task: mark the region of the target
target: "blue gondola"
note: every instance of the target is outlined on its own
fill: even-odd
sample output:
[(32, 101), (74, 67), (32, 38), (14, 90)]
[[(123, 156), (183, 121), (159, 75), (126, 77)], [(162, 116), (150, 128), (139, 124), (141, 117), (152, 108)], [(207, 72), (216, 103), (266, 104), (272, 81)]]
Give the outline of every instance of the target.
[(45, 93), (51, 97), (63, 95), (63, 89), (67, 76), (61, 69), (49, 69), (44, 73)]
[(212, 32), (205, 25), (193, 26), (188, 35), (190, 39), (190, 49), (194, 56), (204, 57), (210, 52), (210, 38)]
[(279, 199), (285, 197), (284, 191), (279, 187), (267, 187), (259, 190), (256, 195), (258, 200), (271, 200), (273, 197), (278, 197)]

== == ==

◆ **Goal of the exercise**
What is needed is a word-for-word restatement of all the data.

◆ **Solution**
task: mark the region of the target
target: "blue gondola"
note: every instance of the target is outlined on its own
fill: even-odd
sample output:
[(32, 101), (74, 67), (32, 38), (14, 90)]
[[(123, 156), (183, 121), (159, 75), (126, 77)], [(162, 116), (150, 128), (139, 124), (141, 117), (152, 108)], [(207, 72), (216, 103), (266, 104), (272, 81)]]
Give the outline of every instance of the target.
[(45, 93), (51, 97), (63, 95), (63, 89), (67, 76), (61, 69), (49, 69), (44, 73)]
[(212, 32), (205, 25), (193, 26), (188, 35), (190, 39), (190, 49), (194, 56), (204, 57), (210, 52), (210, 38)]
[(279, 199), (285, 197), (284, 191), (279, 187), (267, 187), (259, 190), (256, 195), (258, 200), (271, 200), (273, 197), (278, 197)]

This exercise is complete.